### Excerpt to read
Roger: Get ready for a thoroughly hyper- yawn
experience, because this is nothing but a down-market and down-wind re-work of that lounge bar favourite of yesteryear, Asteroids. Read and then instantly forget the fantasy blurb on the cassette liner, as the game's got virtually nothing to do with "hi-tech galaxy surveillance craft".
If there's anyone left in this universe who isn't familiar with the game format, then tough - I'm not about to bore you all by describing it. It's enough to say that for the sake of 'originality', the victims of player aggression have been named 'Deltanoids'. Their spherical appearance and painful manners, which are alleged to become "more brutal and devious" as infantile skill level rises, should really have attracted the seminal title for games of this ilk, which has to be Hemorrhoids.
######
## Set exercise 1
Pick out every line of the listing below that contains the string "tree", paying attention to case.
### Data for processing
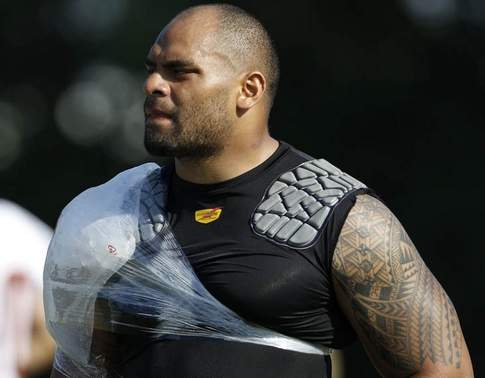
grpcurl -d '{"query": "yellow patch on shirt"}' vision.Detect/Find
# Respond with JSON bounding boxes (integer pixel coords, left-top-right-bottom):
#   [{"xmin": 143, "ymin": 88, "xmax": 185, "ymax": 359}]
[{"xmin": 195, "ymin": 207, "xmax": 222, "ymax": 224}]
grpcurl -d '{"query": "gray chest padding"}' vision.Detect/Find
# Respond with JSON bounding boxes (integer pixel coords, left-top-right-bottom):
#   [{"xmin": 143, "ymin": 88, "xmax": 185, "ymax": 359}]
[{"xmin": 251, "ymin": 159, "xmax": 366, "ymax": 248}]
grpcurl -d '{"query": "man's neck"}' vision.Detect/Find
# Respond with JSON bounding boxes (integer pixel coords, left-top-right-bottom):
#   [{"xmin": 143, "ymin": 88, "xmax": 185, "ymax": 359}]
[{"xmin": 175, "ymin": 135, "xmax": 279, "ymax": 184}]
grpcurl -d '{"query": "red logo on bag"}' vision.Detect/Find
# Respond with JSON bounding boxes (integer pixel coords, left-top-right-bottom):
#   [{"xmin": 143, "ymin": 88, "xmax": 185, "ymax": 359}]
[{"xmin": 108, "ymin": 244, "xmax": 116, "ymax": 255}]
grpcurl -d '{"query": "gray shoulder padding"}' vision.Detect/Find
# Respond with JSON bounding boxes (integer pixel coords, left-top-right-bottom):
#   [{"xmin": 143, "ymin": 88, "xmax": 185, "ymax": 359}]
[{"xmin": 251, "ymin": 159, "xmax": 366, "ymax": 248}]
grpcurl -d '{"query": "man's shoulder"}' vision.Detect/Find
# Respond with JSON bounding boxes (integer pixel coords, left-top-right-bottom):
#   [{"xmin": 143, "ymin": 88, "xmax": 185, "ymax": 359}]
[{"xmin": 251, "ymin": 155, "xmax": 367, "ymax": 249}]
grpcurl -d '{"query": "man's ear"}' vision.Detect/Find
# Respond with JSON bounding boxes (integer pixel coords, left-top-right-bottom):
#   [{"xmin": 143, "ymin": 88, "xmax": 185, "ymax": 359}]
[{"xmin": 237, "ymin": 71, "xmax": 266, "ymax": 111}]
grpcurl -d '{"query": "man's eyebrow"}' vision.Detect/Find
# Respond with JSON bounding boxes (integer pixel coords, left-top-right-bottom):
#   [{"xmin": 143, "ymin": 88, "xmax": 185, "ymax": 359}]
[
  {"xmin": 162, "ymin": 59, "xmax": 196, "ymax": 68},
  {"xmin": 145, "ymin": 58, "xmax": 196, "ymax": 68}
]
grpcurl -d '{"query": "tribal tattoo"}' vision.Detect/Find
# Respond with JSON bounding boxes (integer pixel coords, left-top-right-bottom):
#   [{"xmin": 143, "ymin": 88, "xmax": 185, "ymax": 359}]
[{"xmin": 333, "ymin": 195, "xmax": 466, "ymax": 376}]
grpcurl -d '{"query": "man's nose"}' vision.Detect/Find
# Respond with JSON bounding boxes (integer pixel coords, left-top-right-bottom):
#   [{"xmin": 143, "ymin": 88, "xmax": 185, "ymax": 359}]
[{"xmin": 143, "ymin": 72, "xmax": 170, "ymax": 96}]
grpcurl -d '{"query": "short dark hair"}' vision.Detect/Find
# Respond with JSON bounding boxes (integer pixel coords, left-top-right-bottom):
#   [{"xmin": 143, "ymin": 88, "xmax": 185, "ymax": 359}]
[{"xmin": 186, "ymin": 4, "xmax": 280, "ymax": 103}]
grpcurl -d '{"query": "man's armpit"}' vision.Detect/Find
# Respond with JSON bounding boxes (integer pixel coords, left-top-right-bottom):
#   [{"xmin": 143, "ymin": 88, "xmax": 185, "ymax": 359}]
[{"xmin": 333, "ymin": 195, "xmax": 463, "ymax": 375}]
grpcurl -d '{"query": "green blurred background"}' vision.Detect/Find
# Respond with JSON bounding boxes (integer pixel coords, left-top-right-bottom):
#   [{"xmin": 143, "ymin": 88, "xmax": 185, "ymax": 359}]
[{"xmin": 0, "ymin": 0, "xmax": 485, "ymax": 377}]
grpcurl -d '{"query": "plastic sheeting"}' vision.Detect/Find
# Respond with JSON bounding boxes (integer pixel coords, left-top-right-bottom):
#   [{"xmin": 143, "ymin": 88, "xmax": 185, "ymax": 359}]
[{"xmin": 44, "ymin": 163, "xmax": 324, "ymax": 377}]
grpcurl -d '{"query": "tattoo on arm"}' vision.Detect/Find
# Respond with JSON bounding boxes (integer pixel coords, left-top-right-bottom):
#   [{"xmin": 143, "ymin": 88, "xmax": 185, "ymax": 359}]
[{"xmin": 332, "ymin": 196, "xmax": 466, "ymax": 374}]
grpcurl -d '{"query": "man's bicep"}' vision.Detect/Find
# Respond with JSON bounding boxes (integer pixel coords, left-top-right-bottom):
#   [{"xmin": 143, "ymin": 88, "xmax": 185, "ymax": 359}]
[{"xmin": 332, "ymin": 195, "xmax": 472, "ymax": 377}]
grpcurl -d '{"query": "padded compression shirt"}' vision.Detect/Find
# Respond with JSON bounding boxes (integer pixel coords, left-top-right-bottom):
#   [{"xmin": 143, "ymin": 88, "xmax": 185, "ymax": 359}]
[{"xmin": 90, "ymin": 142, "xmax": 367, "ymax": 378}]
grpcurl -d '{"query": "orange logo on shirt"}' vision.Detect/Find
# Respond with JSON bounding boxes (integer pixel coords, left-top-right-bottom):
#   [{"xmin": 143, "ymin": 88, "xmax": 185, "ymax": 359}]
[{"xmin": 195, "ymin": 207, "xmax": 222, "ymax": 224}]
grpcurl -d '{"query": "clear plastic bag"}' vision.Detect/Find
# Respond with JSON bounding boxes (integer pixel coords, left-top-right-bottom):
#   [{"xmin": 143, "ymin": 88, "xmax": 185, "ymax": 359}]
[{"xmin": 44, "ymin": 163, "xmax": 324, "ymax": 377}]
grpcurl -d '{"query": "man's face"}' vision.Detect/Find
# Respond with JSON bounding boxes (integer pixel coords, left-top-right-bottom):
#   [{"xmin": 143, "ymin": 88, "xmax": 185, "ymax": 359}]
[{"xmin": 144, "ymin": 12, "xmax": 237, "ymax": 158}]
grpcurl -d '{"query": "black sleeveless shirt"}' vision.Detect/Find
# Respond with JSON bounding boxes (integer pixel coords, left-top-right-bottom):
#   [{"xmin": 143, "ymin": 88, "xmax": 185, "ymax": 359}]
[{"xmin": 94, "ymin": 142, "xmax": 366, "ymax": 378}]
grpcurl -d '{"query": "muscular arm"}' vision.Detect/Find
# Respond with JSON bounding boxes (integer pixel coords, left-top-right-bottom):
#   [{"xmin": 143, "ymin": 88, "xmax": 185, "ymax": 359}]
[{"xmin": 332, "ymin": 195, "xmax": 473, "ymax": 377}]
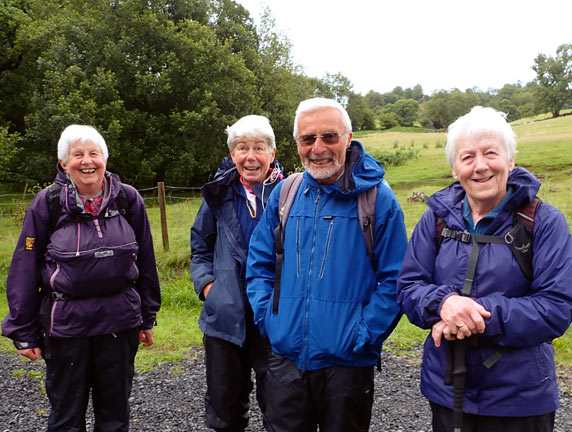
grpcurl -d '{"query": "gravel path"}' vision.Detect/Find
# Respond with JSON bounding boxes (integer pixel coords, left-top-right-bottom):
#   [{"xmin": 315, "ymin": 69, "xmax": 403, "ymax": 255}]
[{"xmin": 0, "ymin": 349, "xmax": 572, "ymax": 432}]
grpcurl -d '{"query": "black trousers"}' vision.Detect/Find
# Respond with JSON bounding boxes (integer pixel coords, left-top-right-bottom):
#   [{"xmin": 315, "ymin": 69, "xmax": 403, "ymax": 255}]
[
  {"xmin": 46, "ymin": 329, "xmax": 139, "ymax": 432},
  {"xmin": 267, "ymin": 353, "xmax": 374, "ymax": 432},
  {"xmin": 431, "ymin": 402, "xmax": 555, "ymax": 432},
  {"xmin": 203, "ymin": 324, "xmax": 270, "ymax": 432}
]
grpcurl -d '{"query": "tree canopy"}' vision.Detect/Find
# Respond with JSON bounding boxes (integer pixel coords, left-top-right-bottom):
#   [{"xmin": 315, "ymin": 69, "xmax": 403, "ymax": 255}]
[
  {"xmin": 532, "ymin": 44, "xmax": 572, "ymax": 117},
  {"xmin": 0, "ymin": 0, "xmax": 572, "ymax": 186}
]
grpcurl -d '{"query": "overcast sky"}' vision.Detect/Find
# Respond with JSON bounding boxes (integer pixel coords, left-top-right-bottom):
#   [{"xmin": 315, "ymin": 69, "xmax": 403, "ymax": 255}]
[{"xmin": 237, "ymin": 0, "xmax": 572, "ymax": 95}]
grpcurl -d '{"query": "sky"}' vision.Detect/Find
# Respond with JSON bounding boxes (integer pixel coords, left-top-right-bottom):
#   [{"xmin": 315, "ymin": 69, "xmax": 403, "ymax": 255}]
[{"xmin": 237, "ymin": 0, "xmax": 572, "ymax": 95}]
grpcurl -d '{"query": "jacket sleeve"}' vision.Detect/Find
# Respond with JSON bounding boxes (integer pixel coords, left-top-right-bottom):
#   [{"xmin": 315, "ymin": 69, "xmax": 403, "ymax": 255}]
[
  {"xmin": 354, "ymin": 184, "xmax": 407, "ymax": 352},
  {"xmin": 477, "ymin": 203, "xmax": 572, "ymax": 347},
  {"xmin": 246, "ymin": 184, "xmax": 282, "ymax": 336},
  {"xmin": 2, "ymin": 191, "xmax": 50, "ymax": 349},
  {"xmin": 123, "ymin": 184, "xmax": 161, "ymax": 330},
  {"xmin": 397, "ymin": 210, "xmax": 462, "ymax": 329},
  {"xmin": 191, "ymin": 200, "xmax": 216, "ymax": 301}
]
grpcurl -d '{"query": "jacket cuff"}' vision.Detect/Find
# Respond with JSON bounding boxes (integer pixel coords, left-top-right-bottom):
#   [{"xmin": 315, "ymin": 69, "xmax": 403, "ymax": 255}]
[{"xmin": 13, "ymin": 340, "xmax": 39, "ymax": 350}]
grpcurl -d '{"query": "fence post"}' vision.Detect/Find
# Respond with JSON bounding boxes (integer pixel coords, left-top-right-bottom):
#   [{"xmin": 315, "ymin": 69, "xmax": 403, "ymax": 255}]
[{"xmin": 157, "ymin": 182, "xmax": 169, "ymax": 252}]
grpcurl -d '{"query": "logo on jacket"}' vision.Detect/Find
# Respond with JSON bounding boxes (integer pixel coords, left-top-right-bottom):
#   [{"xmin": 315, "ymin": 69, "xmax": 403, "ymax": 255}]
[{"xmin": 26, "ymin": 237, "xmax": 36, "ymax": 250}]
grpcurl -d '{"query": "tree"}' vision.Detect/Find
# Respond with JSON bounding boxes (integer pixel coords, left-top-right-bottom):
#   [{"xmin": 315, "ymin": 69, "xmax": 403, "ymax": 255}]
[
  {"xmin": 383, "ymin": 99, "xmax": 419, "ymax": 126},
  {"xmin": 532, "ymin": 44, "xmax": 572, "ymax": 117},
  {"xmin": 419, "ymin": 89, "xmax": 480, "ymax": 129}
]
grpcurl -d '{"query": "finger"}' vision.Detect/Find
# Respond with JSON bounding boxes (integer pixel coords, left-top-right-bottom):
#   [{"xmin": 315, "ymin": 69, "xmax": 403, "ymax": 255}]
[{"xmin": 431, "ymin": 321, "xmax": 444, "ymax": 348}]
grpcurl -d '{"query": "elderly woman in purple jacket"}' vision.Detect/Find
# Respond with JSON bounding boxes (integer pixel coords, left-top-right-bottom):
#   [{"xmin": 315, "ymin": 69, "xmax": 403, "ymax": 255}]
[
  {"xmin": 2, "ymin": 125, "xmax": 161, "ymax": 431},
  {"xmin": 398, "ymin": 107, "xmax": 572, "ymax": 432}
]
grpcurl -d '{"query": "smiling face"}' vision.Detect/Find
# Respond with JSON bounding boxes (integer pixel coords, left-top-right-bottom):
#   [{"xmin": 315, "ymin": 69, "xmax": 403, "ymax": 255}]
[
  {"xmin": 230, "ymin": 137, "xmax": 276, "ymax": 187},
  {"xmin": 453, "ymin": 132, "xmax": 514, "ymax": 215},
  {"xmin": 297, "ymin": 107, "xmax": 352, "ymax": 184},
  {"xmin": 59, "ymin": 140, "xmax": 107, "ymax": 196}
]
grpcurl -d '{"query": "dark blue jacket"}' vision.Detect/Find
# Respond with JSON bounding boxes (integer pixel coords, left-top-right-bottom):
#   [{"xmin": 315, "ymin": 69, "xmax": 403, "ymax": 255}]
[
  {"xmin": 398, "ymin": 168, "xmax": 572, "ymax": 417},
  {"xmin": 246, "ymin": 141, "xmax": 407, "ymax": 370},
  {"xmin": 191, "ymin": 157, "xmax": 281, "ymax": 346},
  {"xmin": 2, "ymin": 165, "xmax": 161, "ymax": 348}
]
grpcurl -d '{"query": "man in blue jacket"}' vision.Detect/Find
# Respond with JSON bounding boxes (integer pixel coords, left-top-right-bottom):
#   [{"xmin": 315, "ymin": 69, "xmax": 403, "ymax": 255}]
[{"xmin": 246, "ymin": 98, "xmax": 407, "ymax": 432}]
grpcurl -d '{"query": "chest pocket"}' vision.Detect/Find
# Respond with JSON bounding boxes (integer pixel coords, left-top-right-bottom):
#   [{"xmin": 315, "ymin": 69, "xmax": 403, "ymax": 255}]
[{"xmin": 41, "ymin": 215, "xmax": 139, "ymax": 298}]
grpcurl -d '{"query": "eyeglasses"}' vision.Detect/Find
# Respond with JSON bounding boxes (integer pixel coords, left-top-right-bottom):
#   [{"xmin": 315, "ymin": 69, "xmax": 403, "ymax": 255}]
[{"xmin": 296, "ymin": 132, "xmax": 347, "ymax": 147}]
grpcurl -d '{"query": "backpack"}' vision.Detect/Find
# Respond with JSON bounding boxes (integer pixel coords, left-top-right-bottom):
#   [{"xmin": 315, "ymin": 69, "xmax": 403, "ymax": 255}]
[
  {"xmin": 272, "ymin": 173, "xmax": 377, "ymax": 314},
  {"xmin": 46, "ymin": 182, "xmax": 131, "ymax": 235},
  {"xmin": 435, "ymin": 197, "xmax": 542, "ymax": 280},
  {"xmin": 435, "ymin": 197, "xmax": 542, "ymax": 430}
]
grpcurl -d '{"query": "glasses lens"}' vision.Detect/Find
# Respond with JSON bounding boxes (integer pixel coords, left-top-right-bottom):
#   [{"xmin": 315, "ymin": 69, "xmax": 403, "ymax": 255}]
[
  {"xmin": 322, "ymin": 133, "xmax": 340, "ymax": 144},
  {"xmin": 300, "ymin": 135, "xmax": 316, "ymax": 145}
]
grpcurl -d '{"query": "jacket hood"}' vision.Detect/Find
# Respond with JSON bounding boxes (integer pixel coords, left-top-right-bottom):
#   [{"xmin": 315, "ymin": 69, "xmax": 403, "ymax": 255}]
[
  {"xmin": 202, "ymin": 156, "xmax": 284, "ymax": 208},
  {"xmin": 427, "ymin": 167, "xmax": 541, "ymax": 230},
  {"xmin": 304, "ymin": 140, "xmax": 385, "ymax": 196}
]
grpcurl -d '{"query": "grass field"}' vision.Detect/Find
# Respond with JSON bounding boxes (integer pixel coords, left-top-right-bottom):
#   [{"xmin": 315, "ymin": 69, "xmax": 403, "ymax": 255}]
[{"xmin": 0, "ymin": 116, "xmax": 572, "ymax": 370}]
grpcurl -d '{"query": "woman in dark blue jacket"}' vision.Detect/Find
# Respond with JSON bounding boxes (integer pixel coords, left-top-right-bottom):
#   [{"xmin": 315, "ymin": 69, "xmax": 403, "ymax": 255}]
[
  {"xmin": 191, "ymin": 115, "xmax": 282, "ymax": 431},
  {"xmin": 398, "ymin": 107, "xmax": 572, "ymax": 432}
]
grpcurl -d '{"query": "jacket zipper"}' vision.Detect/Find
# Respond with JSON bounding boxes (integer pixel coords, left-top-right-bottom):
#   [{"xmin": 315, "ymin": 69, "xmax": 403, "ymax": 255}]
[
  {"xmin": 75, "ymin": 222, "xmax": 81, "ymax": 256},
  {"xmin": 320, "ymin": 216, "xmax": 334, "ymax": 279},
  {"xmin": 296, "ymin": 218, "xmax": 302, "ymax": 277},
  {"xmin": 93, "ymin": 219, "xmax": 103, "ymax": 238},
  {"xmin": 302, "ymin": 188, "xmax": 322, "ymax": 370}
]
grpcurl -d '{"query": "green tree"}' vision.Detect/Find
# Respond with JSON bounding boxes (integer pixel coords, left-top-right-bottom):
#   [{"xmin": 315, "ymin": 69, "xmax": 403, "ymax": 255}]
[
  {"xmin": 419, "ymin": 89, "xmax": 480, "ymax": 129},
  {"xmin": 383, "ymin": 99, "xmax": 419, "ymax": 126},
  {"xmin": 532, "ymin": 44, "xmax": 572, "ymax": 117}
]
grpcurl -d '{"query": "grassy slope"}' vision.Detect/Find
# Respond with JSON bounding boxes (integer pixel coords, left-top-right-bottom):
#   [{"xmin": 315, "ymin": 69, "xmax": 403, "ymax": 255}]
[{"xmin": 0, "ymin": 116, "xmax": 572, "ymax": 369}]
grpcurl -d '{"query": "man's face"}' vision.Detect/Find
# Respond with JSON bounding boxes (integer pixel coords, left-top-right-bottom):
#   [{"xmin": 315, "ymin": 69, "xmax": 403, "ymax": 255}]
[{"xmin": 296, "ymin": 107, "xmax": 352, "ymax": 184}]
######
## Set exercise 2
In the game review above, what name have the victims of player aggression been given?

## Final answer 1
grpcurl -d '{"query": "tree canopy"}' vision.Detect/Find
grpcurl -d '{"query": "tree"}' vision.Detect/Find
grpcurl -d '{"query": "green tree"}' vision.Detect/Find

## Final answer 2
Deltanoids